• **Yang Anda kerjakan**:
a: Salin persis semua bagian artikel tentang radikalisme agama dari "Artinya, gejala" hingga "informasi dengan cepat.".
b: Tolong lanjutkan artikel tentang radikalisme agama, mulai dari kalimat sesudah kalimat terakhir yang tercantum.

Transmisi
Radikalisme Agama
Dirga Maulana ; Peneliti Junior Pusat Pengkajian Islam dan
Masyarakat
(PPIM) UIN Jakarta
|
KORAN TEMPO, 01 Juni 2015
Kasus radikalisme
agama terus menjadi dilema umat manusia, tidak terkecuali di Indonesia. Di Indonesia,
diseminasi paham radikalisme agama tak hanya ada di institusi pendidikan,
tapi juga telah tersemai di media sosial dan Internet. Kedua tempat tersebut
menjadi ruang terbuka munculnya paham radikalisme agama. Kita bisa menelisik
riset-riset sebelumnya bahwa, pertama, radikalisme muncul akibat pemahaman
guru terhadap agama sangat eksklusif (PPIM; 2008); kedua, keberadaan rohis di
sekolah-sekolah pemicu pemahaman keagamaan yang rigid dan intoleran (Ciciek;
2008); dan ketiga, anak muda kerap harmonis dengan paham radikalisme (Maarif
Institute; 2011); kemudian kemunculan buku-buku ajar berkonten radikal
(Tempo; 2015); dan menyeruaknya situs-situs Islam radikal di Internet.
Artinya, gejala
radikalisme agama tidak bisa dinafikan keberadaannya akibat pemahaman
keagamaan yang literal terhadap teks-teks suci keagamaan. Kemudian kasus
media sosial atau Internet yang kerap melansir konten-konten radikal untuk
menjelekkan pemerintah dan mengkafirkan orang lain yang tidak sepemahaman
kini menjadi perhatian serius pemerintah untuk menangkalnya. Sebab, kita bisa
mengatakan bahwa Internet merupakan "new public sphere" bagi
transmisi radikalisme agama. Pasalnya, kemajuan teknologi ini memudahkan kita
untuk berselancar di dunia virtual guna mendapatkan informasi dengan cepat.
Eric Schmidt dan Jared
Cohen dalam bukunya, The New Digital Age (2013), menggambarkan masa depan
gerakan terorisme dengan menggunakan teknologi informasi sebagai sebuah
serangan teror. Internet membekali para ekstremis dengan informasi dan memberikan
informasi untuk gerakan ideologis mereka. Mereka bisa masuk ke mana saja
dengan menggunakan YouTube, Facebook, Twitter, dan lain-lain untuk mengajak
anak-anak muda melakukan tindak kekerasan dengan dalih agama. Contoh teranyar
gerakan ISIS yang melansir video-video mereka ke YouTube.

• **Baris data**:
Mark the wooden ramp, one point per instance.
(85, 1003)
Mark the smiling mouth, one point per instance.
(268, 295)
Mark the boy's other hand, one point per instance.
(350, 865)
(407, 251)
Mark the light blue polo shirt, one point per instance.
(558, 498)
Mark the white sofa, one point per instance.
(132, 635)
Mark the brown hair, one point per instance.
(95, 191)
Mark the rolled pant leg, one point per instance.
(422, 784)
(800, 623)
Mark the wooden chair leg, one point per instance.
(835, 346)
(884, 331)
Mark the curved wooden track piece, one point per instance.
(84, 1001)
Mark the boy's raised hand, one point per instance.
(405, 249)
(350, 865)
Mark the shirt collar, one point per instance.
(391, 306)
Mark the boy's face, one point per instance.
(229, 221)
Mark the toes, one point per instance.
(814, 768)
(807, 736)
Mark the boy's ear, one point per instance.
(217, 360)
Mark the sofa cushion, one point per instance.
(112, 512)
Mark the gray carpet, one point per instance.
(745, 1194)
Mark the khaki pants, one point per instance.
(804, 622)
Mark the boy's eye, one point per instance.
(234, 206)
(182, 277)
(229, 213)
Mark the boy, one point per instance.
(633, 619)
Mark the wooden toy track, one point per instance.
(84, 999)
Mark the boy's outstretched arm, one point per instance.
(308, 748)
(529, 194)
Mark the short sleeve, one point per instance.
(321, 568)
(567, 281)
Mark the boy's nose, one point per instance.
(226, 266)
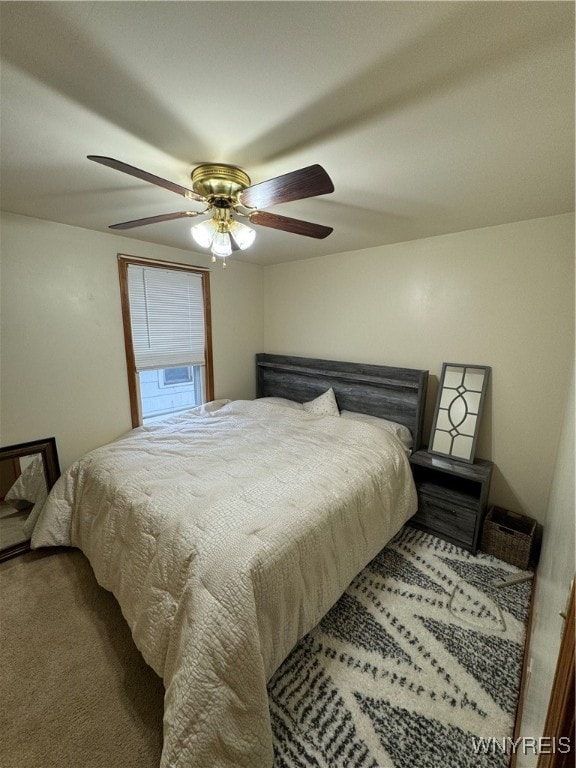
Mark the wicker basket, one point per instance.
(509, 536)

---

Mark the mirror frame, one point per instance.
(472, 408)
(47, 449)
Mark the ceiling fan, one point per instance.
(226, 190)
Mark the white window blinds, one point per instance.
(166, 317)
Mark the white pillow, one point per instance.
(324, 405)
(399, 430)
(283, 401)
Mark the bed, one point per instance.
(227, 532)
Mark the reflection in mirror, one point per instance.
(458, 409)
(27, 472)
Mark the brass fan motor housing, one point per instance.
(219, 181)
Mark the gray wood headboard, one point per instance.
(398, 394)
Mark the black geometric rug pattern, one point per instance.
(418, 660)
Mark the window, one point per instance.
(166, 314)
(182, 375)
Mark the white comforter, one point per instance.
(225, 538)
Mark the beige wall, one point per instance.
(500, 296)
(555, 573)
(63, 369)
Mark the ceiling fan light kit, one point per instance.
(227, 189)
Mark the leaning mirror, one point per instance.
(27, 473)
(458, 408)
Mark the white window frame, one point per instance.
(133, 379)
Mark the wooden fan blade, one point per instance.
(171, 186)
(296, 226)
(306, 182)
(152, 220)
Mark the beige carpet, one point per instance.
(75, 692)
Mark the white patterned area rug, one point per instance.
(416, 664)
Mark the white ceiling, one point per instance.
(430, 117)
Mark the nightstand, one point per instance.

• **Hasil tugas**:
a:
Artinya, gejala
radikalisme agama tidak bisa dinafikan keberadaannya akibat pemahaman
keagamaan yang literal terhadap teks-teks suci keagamaan. Kemudian kasus
media sosial atau Internet yang kerap melansir konten-konten radikal untuk
menjelekkan pemerintah dan mengkafirkan orang lain yang tidak sepemahaman
kini menjadi perhatian serius pemerintah untuk menangkalnya. Sebab, kita bisa
mengatakan bahwa Internet merupakan "new public sphere" bagi
transmisi radikalisme agama. Pasalnya, kemajuan teknologi ini memudahkan kita
untuk berselancar di dunia virtual guna mendapatkan informasi dengan cepat.

b:
Dilansir oleh Tech in
Asia, jumlah pengguna Internet di Indonesia pada 2015 sekitar 72,7 juta orang
dan 30 juta pengguna aktif adalah anak muda. Jika pengguna aktif Internet ini
mengkonsumsi konten-konten radikal bernuansa agama, tentu bisa kita bayangkan
betapa akan mereduksi nilai-nilai toleransi dan multikulturalisme. Kecemasan
ini perlu diantisipasi dengan serius oleh pemerintah. Bagaimana paham-paham
radikalisme semakin mengganggu sikap toleransi dan rasa multikulturalisme
yang telah dibangun oleh bangsa kita sejak dulu. Pemerintah harus memiliki
definisi yang jelas soal radikalisme.
Misalnya, situs web
media radikal-dalam konsep Badan Nasional Penanggulangan Terorisme-adalah
ingin melakukan perubahan dengan cepat menggunakan kekerasan dengan
mengatasnamakan agama; takfiri atau mengkafirkan orang lain; mendukung,
menyebarkan, dan mengajak bergabung dengan ISIS/IS; serta memaknai jihad
secara terbatas.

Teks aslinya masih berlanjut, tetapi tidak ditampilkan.